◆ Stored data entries
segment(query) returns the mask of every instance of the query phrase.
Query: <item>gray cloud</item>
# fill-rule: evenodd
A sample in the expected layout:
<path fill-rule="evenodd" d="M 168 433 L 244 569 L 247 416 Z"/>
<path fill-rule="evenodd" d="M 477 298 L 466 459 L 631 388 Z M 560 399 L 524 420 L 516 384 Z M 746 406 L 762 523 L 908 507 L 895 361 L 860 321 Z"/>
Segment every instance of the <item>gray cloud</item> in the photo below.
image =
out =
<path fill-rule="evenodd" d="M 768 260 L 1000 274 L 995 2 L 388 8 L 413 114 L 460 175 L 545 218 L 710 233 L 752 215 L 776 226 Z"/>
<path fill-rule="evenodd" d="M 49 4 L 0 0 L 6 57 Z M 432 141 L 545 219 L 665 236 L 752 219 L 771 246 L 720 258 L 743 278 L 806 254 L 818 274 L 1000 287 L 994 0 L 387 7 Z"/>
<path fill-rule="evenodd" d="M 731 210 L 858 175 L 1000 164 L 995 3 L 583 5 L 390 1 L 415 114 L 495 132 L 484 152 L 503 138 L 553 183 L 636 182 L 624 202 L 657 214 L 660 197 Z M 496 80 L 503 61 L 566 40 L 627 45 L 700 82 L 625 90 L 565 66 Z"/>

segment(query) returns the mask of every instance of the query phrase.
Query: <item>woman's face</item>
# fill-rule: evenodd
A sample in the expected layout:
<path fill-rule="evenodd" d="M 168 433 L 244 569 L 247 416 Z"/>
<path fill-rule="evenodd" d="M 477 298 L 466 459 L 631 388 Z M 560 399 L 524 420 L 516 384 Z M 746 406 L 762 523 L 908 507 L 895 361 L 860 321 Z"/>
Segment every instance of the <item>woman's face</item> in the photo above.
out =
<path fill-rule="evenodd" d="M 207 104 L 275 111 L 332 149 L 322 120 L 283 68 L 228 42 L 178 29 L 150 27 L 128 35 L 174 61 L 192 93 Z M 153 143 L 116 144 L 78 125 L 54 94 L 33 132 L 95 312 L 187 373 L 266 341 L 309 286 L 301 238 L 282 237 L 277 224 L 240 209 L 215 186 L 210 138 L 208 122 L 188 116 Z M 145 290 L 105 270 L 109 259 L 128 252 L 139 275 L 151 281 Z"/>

◆ EXERCISE
Wherever the string "gray" appears in a line of the records, copy that line.

◆ TASK RESPONSE
Query: <item>gray cloud</item>
Segment every instance of the <item>gray cloud</item> in the photo below.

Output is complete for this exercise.